# INSTRUCTION
Edit the rows below so that "top-left corner" becomes "upper-left corner", with every other word left as it is. Leave the pictures out of your version.

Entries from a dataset
◆ ◆ ◆ ◆

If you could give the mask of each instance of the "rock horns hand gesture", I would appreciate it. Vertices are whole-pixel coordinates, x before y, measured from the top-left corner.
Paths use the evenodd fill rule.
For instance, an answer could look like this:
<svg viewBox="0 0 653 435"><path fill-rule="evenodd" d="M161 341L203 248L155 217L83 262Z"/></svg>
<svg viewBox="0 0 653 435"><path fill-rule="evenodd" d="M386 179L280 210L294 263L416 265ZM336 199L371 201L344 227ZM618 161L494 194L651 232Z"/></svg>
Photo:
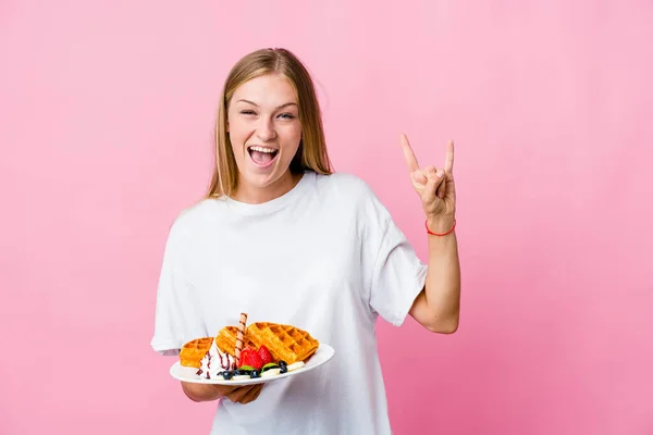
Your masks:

◆ ◆ ◆ ◆

# TASK SOLUTION
If you could give the mask of each instance of the "rock horns hand gesture", I would appreciate it. Vertices are whole-pixel coordinates, x before y, measured from the upper-left corner.
Paths use the evenodd fill rule.
For instance, an answer could look like this:
<svg viewBox="0 0 653 435"><path fill-rule="evenodd" d="M161 341L203 248L155 217L83 262Z"/></svg>
<svg viewBox="0 0 653 435"><path fill-rule="evenodd" d="M386 179L280 210L294 263L416 265ZM336 199L371 201L344 227ZM618 161L494 194L651 232Z"/></svg>
Photo:
Your masks:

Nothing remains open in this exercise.